* [DATASET ENTRIES]:
·····
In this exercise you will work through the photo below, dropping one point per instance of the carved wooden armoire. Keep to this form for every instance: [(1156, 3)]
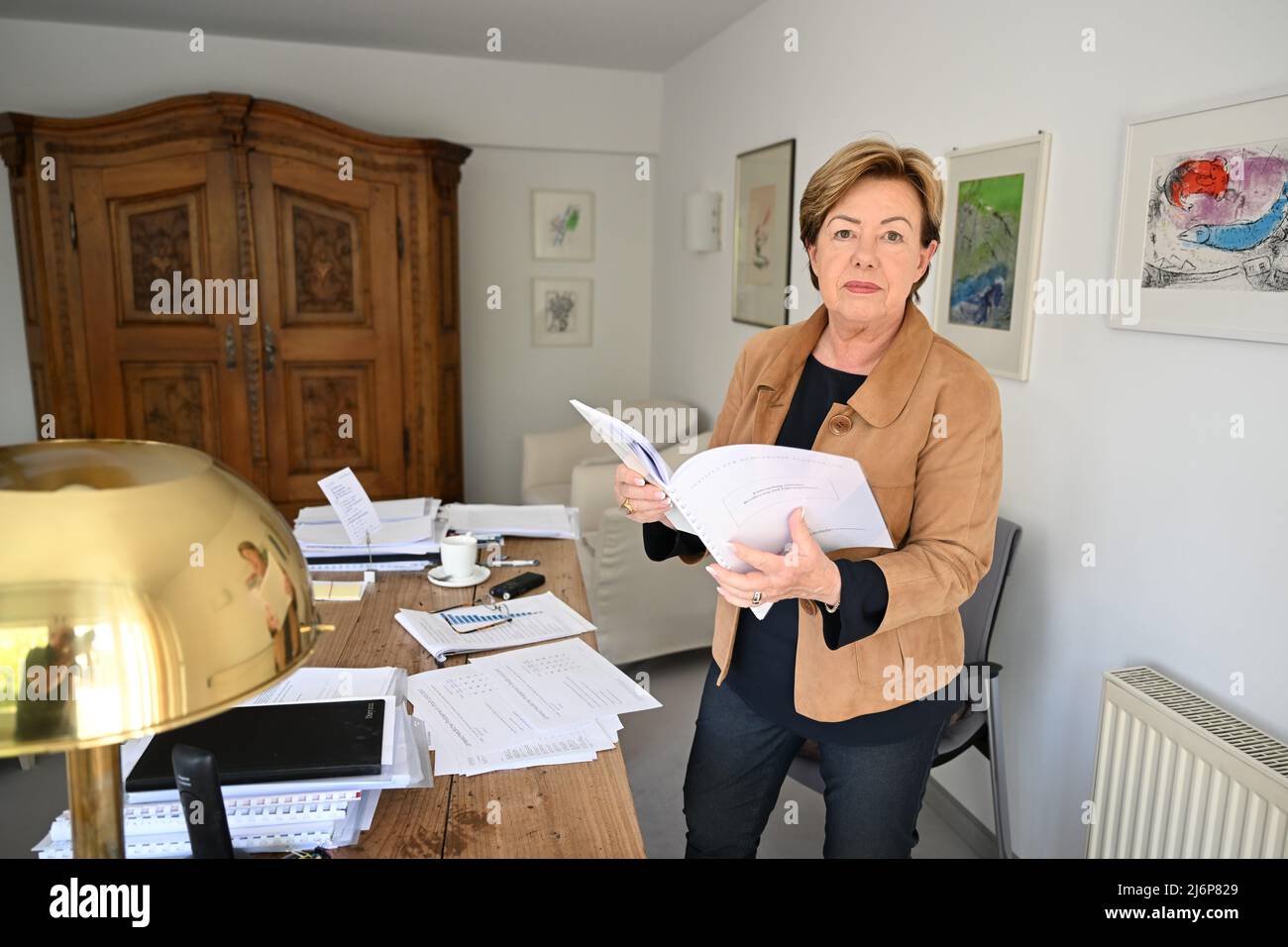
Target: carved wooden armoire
[(353, 356)]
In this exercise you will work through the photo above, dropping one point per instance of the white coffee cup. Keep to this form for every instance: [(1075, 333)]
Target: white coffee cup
[(460, 554)]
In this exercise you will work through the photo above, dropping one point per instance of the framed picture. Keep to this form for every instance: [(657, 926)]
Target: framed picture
[(561, 311), (990, 250), (563, 224), (763, 234), (1203, 222)]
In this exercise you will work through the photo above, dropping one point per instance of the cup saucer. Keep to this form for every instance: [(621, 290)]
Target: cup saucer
[(438, 577)]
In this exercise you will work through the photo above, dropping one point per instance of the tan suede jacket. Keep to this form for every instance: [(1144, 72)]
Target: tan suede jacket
[(926, 428)]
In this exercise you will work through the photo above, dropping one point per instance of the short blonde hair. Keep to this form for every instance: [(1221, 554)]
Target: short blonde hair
[(872, 158)]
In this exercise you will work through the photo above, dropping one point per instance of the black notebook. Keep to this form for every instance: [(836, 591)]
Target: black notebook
[(273, 742)]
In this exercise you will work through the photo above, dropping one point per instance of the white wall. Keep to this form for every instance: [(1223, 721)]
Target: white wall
[(514, 386), (576, 128), (1119, 438)]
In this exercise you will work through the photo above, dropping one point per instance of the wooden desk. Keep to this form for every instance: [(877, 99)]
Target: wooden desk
[(570, 810)]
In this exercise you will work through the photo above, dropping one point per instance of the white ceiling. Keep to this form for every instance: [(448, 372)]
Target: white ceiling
[(648, 35)]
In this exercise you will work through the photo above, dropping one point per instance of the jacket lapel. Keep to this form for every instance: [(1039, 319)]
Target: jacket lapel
[(879, 399), (777, 382)]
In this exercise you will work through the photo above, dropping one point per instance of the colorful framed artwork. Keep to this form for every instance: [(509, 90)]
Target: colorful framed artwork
[(991, 247), (563, 224), (561, 311), (763, 234), (1203, 222)]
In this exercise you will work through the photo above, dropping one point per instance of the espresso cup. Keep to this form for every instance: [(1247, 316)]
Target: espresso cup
[(460, 556)]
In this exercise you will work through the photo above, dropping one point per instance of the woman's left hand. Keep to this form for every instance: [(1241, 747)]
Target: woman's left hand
[(804, 571)]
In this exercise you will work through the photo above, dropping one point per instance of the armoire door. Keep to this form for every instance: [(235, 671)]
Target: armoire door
[(329, 304), (155, 375)]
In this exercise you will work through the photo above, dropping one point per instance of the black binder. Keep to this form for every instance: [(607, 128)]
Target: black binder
[(274, 742)]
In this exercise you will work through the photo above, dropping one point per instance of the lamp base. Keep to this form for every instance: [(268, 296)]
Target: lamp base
[(95, 801)]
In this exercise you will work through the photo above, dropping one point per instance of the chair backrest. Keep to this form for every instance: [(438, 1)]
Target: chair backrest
[(979, 611)]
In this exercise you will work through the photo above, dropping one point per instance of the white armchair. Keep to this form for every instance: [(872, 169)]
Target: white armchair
[(642, 608), (550, 457)]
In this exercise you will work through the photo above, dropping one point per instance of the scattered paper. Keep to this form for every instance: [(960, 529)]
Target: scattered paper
[(351, 504)]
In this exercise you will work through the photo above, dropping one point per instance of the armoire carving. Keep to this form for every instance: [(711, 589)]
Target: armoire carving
[(353, 356)]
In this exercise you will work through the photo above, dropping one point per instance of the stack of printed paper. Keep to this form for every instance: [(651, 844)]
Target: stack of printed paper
[(549, 703), (406, 538), (483, 628)]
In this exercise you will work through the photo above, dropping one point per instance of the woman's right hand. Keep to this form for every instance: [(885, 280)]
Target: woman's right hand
[(649, 502)]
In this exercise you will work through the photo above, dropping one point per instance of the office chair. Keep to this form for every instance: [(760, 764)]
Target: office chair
[(980, 728)]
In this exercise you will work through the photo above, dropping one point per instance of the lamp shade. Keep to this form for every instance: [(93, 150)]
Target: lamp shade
[(142, 586)]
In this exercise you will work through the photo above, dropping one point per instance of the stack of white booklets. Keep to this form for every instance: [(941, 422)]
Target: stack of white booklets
[(408, 532), (545, 705), (282, 815), (746, 492), (544, 521)]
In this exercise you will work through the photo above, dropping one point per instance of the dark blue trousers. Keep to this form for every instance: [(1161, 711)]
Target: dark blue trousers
[(739, 761)]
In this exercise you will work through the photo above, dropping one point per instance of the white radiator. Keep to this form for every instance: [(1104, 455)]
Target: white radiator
[(1179, 777)]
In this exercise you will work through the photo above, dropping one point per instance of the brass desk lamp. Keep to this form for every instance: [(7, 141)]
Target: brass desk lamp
[(142, 586)]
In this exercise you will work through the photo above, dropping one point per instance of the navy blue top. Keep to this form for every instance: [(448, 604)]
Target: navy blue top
[(763, 669)]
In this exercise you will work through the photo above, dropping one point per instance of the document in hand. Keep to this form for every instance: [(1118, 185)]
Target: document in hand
[(746, 492)]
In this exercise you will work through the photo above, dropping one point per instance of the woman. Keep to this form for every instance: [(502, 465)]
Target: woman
[(863, 647)]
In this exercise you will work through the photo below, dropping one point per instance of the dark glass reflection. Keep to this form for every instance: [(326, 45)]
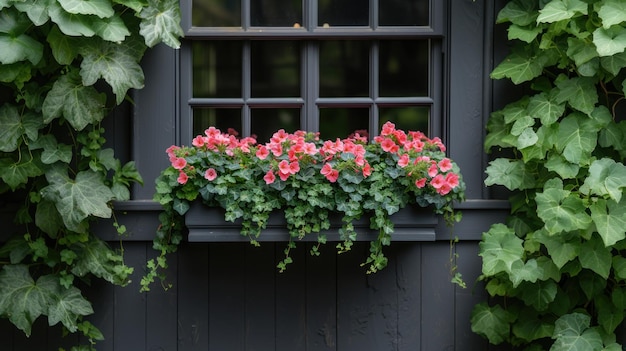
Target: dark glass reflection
[(342, 122), (217, 69), (275, 13), (406, 118), (275, 69), (344, 68), (343, 13), (404, 68), (403, 12), (216, 13), (220, 118), (266, 121)]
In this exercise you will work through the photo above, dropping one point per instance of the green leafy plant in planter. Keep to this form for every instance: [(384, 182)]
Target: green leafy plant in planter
[(556, 270), (64, 66), (307, 179)]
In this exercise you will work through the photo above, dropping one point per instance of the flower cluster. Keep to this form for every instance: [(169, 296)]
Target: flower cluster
[(308, 179)]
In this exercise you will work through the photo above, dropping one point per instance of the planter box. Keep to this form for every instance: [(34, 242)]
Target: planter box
[(207, 224)]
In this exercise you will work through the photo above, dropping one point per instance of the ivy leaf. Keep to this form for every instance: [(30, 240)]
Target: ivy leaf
[(100, 8), (510, 173), (80, 105), (21, 299), (115, 63), (606, 177), (612, 12), (500, 248), (558, 10), (79, 198), (575, 140), (572, 332), (596, 257), (610, 41), (561, 210), (160, 22), (491, 322), (579, 92)]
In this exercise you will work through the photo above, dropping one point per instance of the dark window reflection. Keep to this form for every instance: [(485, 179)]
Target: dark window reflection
[(216, 13), (342, 122), (217, 69), (403, 12), (220, 118), (275, 13), (404, 68), (344, 68), (343, 13), (266, 121), (275, 69)]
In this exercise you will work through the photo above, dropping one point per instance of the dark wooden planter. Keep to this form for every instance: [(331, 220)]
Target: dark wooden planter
[(207, 224)]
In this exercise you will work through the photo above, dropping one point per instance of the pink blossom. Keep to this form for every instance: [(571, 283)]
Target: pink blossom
[(445, 165), (210, 174), (269, 177), (182, 177), (179, 162)]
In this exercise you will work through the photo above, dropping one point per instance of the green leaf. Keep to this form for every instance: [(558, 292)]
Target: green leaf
[(561, 210), (500, 248), (19, 48), (115, 63), (491, 322), (579, 92), (76, 199), (606, 177), (610, 41), (558, 10), (612, 12), (572, 333), (161, 23), (79, 104), (100, 8)]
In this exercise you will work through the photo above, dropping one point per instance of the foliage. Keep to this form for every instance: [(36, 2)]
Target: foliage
[(556, 271), (64, 65), (307, 179)]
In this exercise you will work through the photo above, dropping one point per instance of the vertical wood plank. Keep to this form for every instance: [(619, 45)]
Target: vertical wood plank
[(321, 299), (409, 280), (260, 311), (226, 296), (193, 295)]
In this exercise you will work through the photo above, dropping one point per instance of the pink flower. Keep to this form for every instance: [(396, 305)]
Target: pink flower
[(179, 162), (182, 177), (269, 177), (445, 165), (210, 174)]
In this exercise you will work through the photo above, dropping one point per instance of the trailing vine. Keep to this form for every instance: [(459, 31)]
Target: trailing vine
[(64, 66), (556, 271)]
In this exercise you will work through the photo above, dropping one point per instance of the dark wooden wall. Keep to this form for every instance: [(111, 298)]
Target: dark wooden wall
[(229, 296)]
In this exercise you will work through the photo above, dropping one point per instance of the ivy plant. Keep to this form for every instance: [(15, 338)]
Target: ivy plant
[(64, 66), (555, 271)]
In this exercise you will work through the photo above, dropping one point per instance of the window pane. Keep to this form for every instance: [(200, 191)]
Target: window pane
[(406, 118), (341, 122), (403, 12), (275, 13), (275, 69), (216, 13), (404, 68), (216, 69), (220, 118), (344, 68), (266, 121), (343, 13)]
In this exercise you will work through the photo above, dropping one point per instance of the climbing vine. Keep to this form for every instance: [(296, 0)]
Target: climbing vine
[(556, 271), (64, 66)]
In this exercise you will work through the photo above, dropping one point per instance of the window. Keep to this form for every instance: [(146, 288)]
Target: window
[(333, 66)]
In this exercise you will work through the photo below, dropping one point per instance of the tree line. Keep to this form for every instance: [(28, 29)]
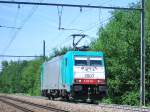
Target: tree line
[(119, 39)]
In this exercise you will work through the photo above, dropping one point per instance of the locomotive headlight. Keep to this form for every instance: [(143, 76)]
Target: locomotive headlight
[(98, 81), (79, 81)]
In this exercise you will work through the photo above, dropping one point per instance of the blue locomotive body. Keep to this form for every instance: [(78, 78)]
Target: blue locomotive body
[(77, 74)]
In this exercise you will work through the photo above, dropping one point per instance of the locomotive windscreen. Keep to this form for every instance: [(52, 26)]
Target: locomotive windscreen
[(87, 61)]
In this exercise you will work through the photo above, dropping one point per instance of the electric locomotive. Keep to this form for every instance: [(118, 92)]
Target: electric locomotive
[(77, 75)]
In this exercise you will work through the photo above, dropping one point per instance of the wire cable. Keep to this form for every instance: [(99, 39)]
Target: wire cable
[(21, 27)]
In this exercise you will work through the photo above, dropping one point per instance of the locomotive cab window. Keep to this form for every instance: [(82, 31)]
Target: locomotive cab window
[(80, 61), (95, 63)]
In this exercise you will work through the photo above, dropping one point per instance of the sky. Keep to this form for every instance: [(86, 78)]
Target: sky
[(33, 24)]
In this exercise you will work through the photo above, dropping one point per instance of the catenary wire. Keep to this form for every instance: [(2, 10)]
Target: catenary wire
[(21, 27)]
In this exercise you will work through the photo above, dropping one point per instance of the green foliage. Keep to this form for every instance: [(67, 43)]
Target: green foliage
[(120, 40), (21, 77)]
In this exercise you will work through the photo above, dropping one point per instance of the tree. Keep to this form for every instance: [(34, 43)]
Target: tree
[(120, 40)]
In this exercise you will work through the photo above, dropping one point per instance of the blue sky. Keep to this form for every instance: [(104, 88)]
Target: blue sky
[(41, 23)]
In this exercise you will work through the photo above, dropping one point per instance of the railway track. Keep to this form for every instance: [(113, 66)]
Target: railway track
[(75, 107), (23, 105)]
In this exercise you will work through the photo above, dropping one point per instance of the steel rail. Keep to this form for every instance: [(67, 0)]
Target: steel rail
[(16, 106), (68, 5), (36, 105)]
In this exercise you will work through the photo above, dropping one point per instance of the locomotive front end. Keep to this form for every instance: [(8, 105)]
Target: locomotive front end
[(89, 77)]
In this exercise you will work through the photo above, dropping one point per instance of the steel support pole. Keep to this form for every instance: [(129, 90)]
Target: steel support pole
[(142, 75), (44, 50)]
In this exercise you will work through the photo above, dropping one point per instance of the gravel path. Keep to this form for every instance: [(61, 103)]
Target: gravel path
[(6, 108), (79, 107)]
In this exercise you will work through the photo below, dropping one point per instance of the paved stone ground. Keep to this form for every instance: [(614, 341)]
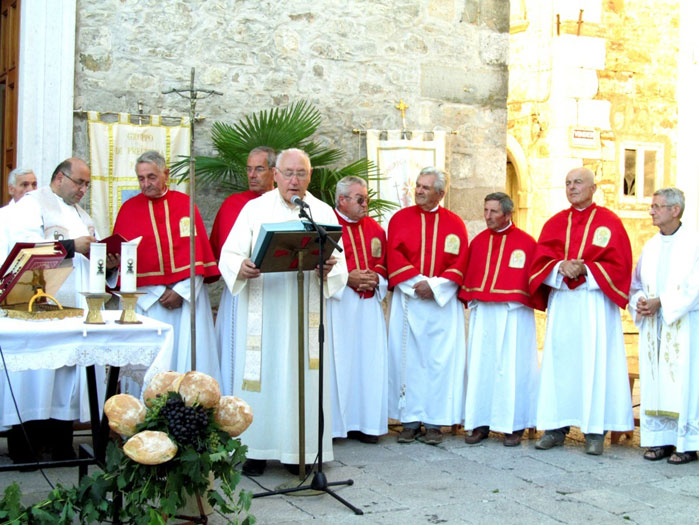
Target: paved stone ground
[(459, 483)]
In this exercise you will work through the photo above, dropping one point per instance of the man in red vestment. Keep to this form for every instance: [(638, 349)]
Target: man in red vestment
[(161, 217), (503, 368), (583, 263), (359, 360), (260, 171), (427, 256)]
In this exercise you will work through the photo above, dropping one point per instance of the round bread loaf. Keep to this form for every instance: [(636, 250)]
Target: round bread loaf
[(233, 414), (124, 412), (196, 387), (161, 384), (150, 447)]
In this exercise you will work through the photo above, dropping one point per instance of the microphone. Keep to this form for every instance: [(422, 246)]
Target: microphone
[(299, 202)]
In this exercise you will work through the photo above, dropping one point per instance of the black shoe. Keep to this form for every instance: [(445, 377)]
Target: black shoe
[(254, 467), (362, 437), (293, 468)]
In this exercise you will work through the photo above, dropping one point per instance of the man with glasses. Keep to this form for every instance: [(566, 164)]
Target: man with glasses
[(266, 321), (260, 172), (427, 256), (19, 182), (583, 264), (359, 358), (665, 306), (52, 213), (161, 217)]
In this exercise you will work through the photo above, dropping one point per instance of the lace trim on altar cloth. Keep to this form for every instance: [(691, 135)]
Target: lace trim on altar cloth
[(665, 424)]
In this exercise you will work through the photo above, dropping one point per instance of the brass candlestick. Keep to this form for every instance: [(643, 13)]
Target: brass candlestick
[(94, 307), (128, 305)]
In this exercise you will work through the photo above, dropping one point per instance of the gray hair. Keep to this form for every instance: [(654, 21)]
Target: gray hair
[(270, 152), (673, 197), (151, 157), (280, 157), (441, 180), (504, 199), (343, 186), (17, 172)]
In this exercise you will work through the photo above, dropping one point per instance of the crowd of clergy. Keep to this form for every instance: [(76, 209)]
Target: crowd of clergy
[(423, 368)]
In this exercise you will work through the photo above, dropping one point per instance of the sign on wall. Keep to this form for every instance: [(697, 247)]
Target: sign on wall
[(400, 160), (114, 148)]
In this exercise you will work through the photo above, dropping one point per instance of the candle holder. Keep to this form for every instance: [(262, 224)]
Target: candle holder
[(128, 305), (94, 307)]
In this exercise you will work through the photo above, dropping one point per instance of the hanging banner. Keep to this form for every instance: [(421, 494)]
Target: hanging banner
[(400, 160), (114, 148)]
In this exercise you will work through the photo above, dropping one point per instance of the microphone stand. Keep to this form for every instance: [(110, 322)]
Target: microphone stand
[(319, 481)]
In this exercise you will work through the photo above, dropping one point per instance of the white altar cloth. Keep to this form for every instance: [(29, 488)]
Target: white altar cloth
[(140, 350)]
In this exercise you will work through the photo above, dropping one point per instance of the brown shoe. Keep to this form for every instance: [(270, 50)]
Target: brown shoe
[(478, 434), (408, 435), (514, 439), (433, 436)]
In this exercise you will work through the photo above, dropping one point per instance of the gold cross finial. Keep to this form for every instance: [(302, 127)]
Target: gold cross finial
[(401, 106)]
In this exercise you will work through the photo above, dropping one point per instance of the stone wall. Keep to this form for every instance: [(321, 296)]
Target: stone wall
[(354, 60)]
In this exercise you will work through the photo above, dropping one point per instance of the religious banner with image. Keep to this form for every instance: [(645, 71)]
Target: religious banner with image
[(114, 148), (400, 160)]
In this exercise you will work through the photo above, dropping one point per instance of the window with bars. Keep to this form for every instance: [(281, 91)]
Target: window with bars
[(641, 171)]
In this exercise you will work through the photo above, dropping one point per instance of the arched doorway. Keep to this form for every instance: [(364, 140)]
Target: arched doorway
[(516, 182)]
·····
Please copy out each line of the listing above that contains the string "below".

* [YOUR RESPONSE]:
In this exercise you will work through the photo below, dropping one point per instance of the carved wooden armoire. Keep to this form for every instance: [(1156, 3)]
In this exercise you will work through the photo below, dropping one point per instance of the dark glass reflection. Keep to this form for every instance: [(326, 45)]
In this exercise you will work through the photo below, dropping one point per instance of the tree line. Keep to this form for every instance: [(28, 29)]
In this exercise you will work through the photo below, dropping one point per instance of the paved stone ground. Keep to this form for every instance: [(614, 341)]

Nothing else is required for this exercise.